Exercise description: Nothing in the records may be left out or altered; reproduce them all exactly.

Lines of data

########################################

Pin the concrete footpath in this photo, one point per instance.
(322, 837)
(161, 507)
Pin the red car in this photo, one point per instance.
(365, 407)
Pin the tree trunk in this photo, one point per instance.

########################################

Complete output:
Pin the concrete footpath in this photo, one point per instance.
(322, 837)
(161, 507)
Pin the red car in this photo, one point per instance.
(365, 407)
Pin the tree trunk in this photo, one point per instance.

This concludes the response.